RECORDS FOR THIS TASK:
⁂
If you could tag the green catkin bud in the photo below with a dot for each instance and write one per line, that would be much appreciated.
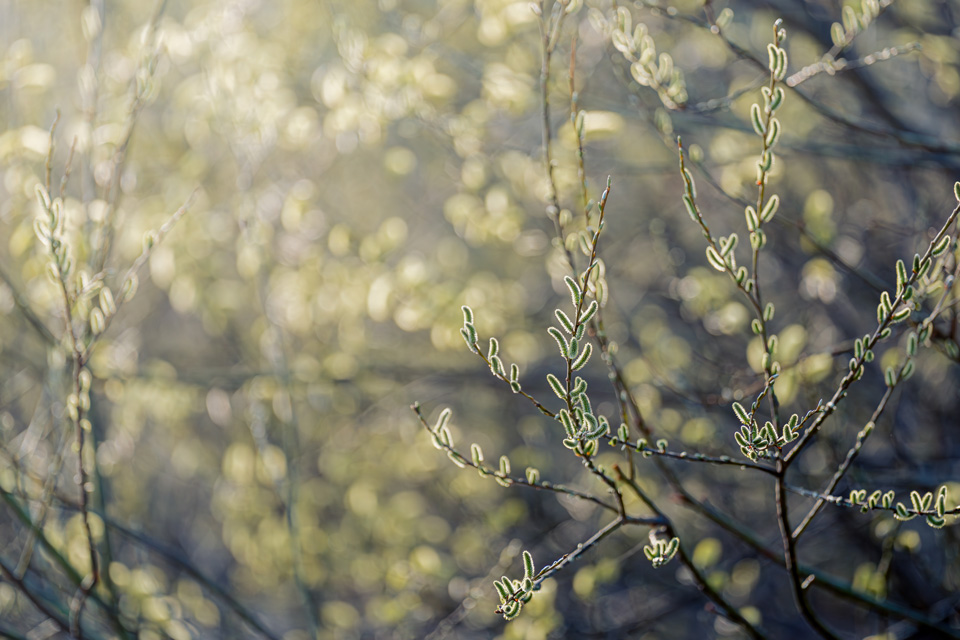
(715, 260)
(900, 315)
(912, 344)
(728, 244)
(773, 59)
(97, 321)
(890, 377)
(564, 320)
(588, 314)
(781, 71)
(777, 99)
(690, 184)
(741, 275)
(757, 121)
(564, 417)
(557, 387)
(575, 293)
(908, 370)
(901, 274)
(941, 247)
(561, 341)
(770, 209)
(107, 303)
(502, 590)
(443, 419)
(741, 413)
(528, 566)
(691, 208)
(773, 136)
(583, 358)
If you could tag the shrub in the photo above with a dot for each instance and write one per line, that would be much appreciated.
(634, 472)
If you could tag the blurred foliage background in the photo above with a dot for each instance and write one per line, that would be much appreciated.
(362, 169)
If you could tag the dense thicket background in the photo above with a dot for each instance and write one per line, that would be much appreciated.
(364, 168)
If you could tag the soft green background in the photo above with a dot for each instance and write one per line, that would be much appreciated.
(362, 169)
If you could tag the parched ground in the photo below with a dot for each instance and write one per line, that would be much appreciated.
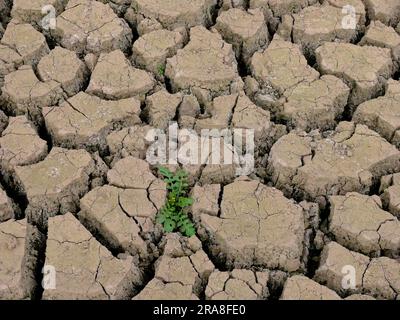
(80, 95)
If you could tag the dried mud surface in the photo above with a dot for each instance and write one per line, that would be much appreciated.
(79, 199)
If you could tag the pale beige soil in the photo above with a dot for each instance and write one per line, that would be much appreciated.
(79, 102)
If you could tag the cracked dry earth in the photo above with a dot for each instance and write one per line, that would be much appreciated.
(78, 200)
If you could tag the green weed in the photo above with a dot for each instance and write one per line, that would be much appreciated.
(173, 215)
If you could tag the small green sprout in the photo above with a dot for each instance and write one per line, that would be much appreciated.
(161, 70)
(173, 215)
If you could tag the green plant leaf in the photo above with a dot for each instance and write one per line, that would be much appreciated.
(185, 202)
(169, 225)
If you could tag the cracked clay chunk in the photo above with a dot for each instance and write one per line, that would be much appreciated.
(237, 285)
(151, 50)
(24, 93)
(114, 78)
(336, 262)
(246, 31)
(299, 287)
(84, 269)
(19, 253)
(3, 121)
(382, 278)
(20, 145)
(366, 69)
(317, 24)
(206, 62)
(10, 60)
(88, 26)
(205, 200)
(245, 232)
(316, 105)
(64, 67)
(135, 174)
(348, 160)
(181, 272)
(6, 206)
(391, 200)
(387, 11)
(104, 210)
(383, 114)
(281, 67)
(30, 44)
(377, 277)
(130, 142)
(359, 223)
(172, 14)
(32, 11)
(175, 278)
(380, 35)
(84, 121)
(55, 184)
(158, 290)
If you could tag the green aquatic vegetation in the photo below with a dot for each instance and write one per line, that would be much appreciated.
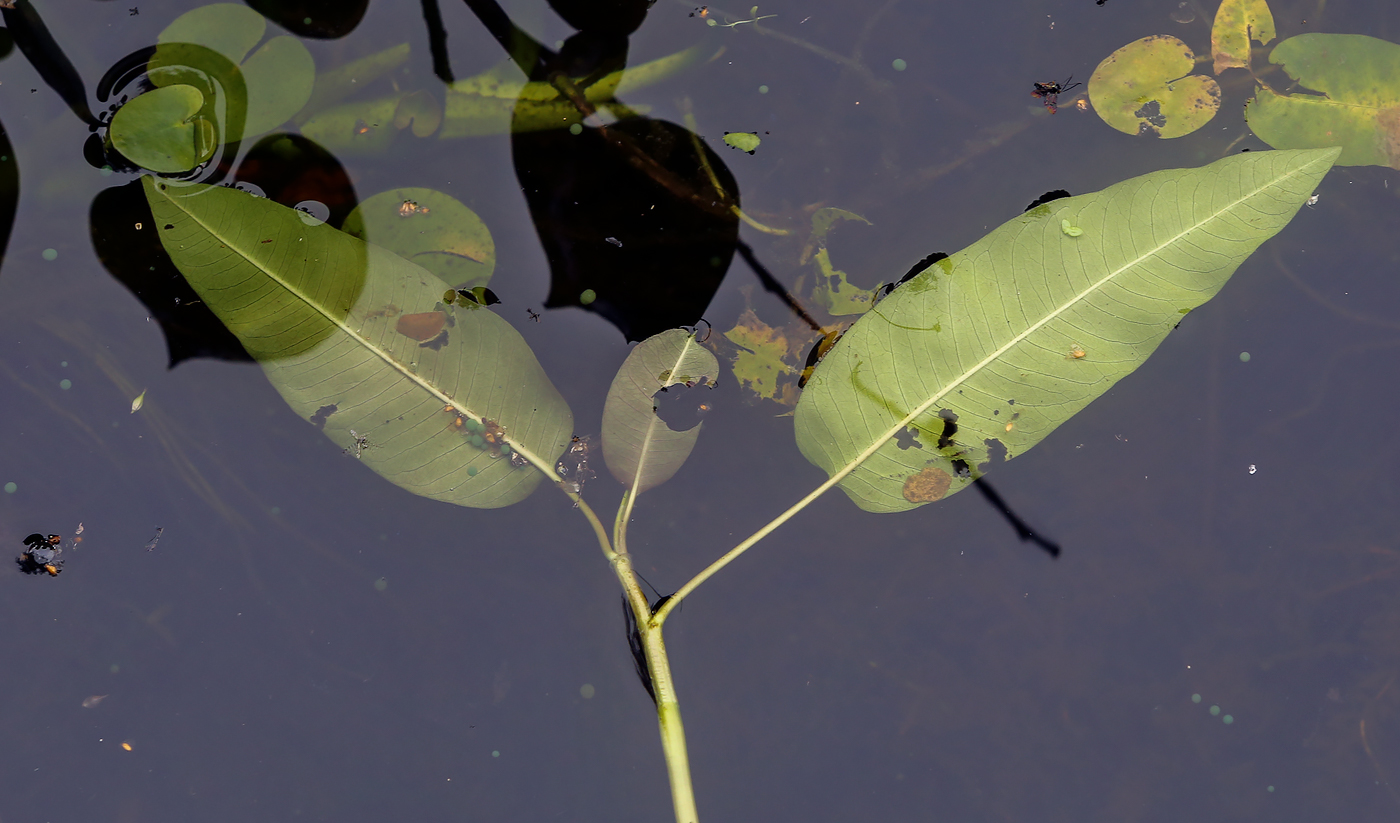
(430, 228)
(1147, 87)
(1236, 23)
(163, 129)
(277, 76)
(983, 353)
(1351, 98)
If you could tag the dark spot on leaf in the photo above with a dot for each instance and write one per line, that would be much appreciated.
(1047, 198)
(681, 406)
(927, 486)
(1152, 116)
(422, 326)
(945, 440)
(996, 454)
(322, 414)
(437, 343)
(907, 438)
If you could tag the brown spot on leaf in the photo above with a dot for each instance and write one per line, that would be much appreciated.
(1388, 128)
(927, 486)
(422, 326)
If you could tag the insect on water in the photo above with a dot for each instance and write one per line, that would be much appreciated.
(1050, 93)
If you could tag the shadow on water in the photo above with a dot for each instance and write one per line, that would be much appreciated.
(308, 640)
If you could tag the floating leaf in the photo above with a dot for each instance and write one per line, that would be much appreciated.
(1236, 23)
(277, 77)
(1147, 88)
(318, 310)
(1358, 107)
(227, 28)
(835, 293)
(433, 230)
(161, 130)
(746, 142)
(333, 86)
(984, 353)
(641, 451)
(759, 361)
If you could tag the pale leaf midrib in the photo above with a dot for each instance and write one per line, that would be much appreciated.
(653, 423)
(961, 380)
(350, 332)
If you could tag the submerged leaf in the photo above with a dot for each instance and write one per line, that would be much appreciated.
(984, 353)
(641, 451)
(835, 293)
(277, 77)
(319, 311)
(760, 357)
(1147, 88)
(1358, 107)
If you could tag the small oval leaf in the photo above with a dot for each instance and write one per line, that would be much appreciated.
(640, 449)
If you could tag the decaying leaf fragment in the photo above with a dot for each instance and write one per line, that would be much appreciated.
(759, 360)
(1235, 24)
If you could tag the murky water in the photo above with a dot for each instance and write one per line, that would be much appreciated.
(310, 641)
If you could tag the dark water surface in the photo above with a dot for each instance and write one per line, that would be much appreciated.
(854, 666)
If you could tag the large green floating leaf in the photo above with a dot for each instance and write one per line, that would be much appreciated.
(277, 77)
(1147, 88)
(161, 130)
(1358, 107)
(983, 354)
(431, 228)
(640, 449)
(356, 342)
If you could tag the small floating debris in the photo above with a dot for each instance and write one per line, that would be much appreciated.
⁂
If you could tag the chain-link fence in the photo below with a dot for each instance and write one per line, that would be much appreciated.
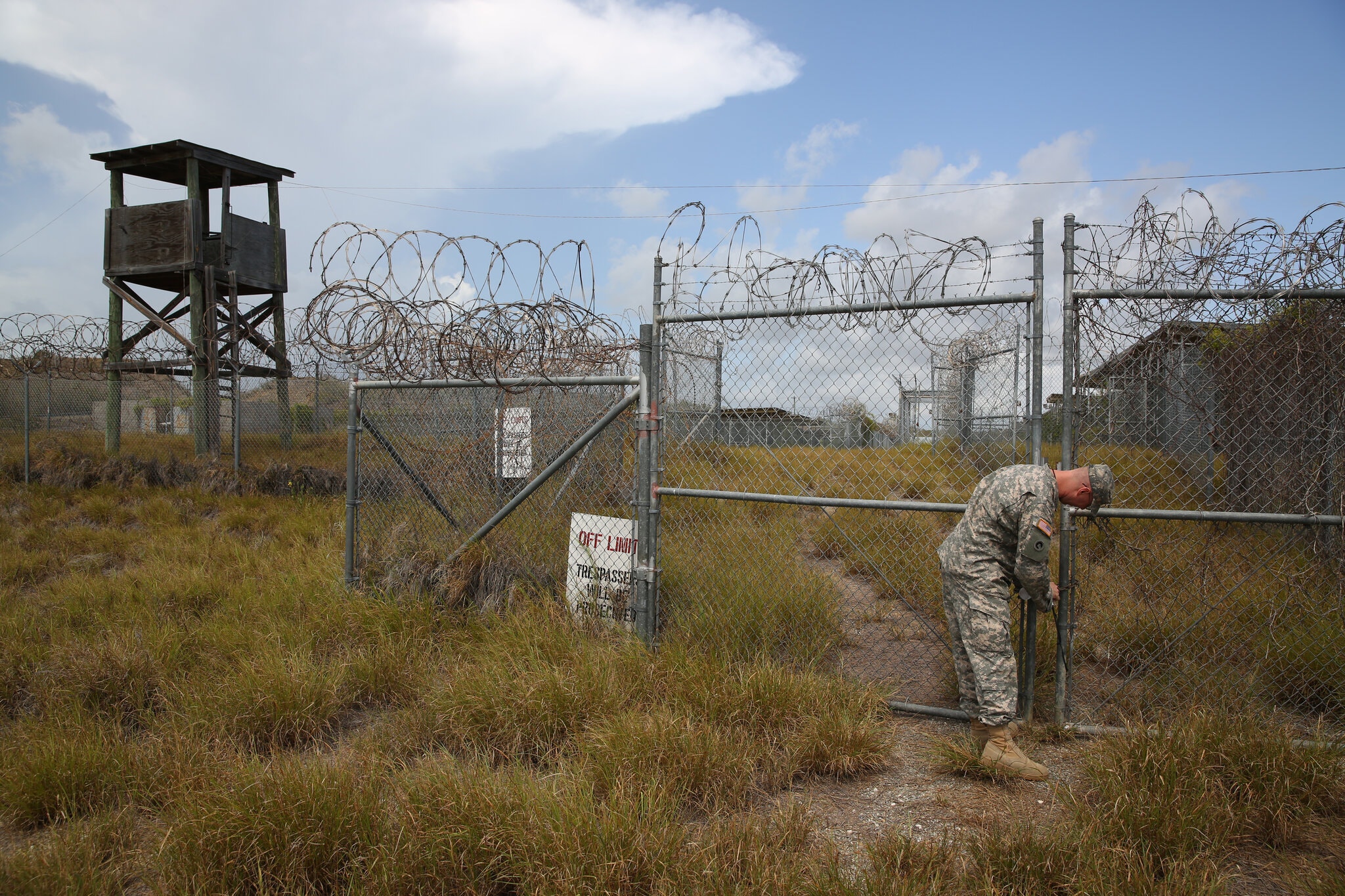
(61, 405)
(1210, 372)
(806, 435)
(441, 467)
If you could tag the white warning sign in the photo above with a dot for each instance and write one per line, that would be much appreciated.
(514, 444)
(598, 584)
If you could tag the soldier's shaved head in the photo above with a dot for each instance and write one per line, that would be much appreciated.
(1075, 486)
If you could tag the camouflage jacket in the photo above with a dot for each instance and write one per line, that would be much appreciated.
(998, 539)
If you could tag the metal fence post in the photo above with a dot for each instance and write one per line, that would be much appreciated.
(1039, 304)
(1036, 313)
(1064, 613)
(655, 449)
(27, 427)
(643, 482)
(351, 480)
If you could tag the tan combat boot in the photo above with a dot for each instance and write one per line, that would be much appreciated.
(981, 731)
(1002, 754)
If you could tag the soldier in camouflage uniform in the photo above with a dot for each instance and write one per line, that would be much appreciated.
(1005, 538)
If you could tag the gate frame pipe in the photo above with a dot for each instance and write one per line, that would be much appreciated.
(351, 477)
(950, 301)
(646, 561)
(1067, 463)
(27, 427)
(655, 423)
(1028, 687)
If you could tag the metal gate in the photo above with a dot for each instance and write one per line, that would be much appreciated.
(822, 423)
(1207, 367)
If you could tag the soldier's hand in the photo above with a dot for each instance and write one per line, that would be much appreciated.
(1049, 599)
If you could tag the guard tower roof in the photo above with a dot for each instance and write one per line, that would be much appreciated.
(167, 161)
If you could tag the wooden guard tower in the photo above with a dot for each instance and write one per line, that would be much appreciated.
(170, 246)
⁂
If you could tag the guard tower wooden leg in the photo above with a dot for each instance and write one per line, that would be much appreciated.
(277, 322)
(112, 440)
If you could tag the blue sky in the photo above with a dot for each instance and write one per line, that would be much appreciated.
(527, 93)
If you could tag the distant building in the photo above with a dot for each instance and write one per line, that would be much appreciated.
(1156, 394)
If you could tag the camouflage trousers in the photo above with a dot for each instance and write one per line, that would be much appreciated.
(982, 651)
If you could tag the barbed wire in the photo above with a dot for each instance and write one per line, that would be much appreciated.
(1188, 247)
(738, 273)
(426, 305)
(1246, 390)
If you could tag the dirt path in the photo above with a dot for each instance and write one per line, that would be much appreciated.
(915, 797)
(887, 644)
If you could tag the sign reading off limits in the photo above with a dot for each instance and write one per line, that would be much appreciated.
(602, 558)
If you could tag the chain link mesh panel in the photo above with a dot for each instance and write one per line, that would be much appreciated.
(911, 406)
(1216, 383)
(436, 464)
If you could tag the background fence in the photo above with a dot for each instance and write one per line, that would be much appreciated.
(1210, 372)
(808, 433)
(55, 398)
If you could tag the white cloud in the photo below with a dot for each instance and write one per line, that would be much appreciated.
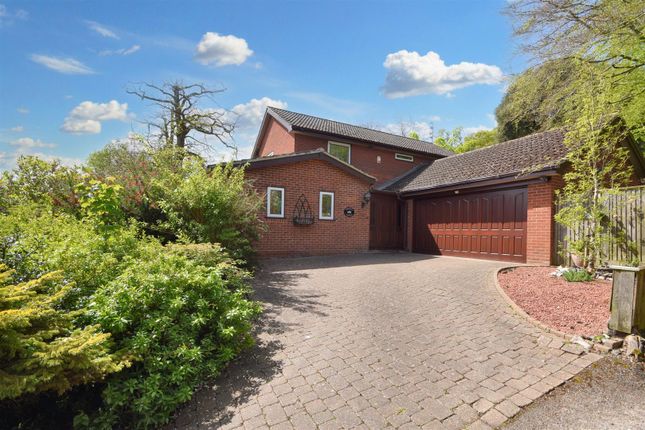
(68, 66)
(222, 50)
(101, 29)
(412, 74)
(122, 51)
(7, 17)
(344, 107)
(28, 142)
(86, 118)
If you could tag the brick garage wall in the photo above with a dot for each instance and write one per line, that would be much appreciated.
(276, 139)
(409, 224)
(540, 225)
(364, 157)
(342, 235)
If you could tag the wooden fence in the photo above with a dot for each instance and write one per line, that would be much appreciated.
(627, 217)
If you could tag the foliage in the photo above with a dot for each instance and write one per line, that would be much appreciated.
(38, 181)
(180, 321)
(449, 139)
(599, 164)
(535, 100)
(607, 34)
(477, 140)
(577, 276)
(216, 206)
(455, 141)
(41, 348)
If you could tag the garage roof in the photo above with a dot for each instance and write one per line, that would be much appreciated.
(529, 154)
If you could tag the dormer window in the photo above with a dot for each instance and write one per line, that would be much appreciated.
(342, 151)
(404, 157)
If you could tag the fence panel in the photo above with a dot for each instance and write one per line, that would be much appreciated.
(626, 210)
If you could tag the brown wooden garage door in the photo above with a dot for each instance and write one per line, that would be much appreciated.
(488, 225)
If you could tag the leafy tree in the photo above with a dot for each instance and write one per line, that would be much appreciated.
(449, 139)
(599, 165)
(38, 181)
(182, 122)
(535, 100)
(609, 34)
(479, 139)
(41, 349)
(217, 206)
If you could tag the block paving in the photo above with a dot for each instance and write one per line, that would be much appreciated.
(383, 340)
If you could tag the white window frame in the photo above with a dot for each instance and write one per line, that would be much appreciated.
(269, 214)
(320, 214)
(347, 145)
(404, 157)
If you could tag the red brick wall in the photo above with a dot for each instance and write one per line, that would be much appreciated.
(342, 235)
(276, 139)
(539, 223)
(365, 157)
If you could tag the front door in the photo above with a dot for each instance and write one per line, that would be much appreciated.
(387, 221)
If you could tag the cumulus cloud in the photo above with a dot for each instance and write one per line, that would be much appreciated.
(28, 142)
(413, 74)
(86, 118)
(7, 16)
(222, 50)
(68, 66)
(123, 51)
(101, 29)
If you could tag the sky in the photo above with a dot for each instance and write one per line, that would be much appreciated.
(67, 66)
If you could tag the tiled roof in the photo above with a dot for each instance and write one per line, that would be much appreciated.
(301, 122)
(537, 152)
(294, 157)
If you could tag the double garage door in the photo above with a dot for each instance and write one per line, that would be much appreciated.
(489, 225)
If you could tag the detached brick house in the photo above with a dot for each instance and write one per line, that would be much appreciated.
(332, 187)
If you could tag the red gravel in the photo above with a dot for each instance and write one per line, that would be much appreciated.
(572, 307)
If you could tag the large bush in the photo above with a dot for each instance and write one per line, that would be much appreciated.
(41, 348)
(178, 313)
⁂
WORK TO DO:
Copy out every line of the data above that contains the string "gate". Case counts.

EXERCISE ANSWER:
If you could tag the gate frame pipe in the photo above with a dot for each instance and write one per line, that would be much appreciated.
If you could tag the metal gate in the photo above with a dot for each instance and write one per line, that would be much appreciated.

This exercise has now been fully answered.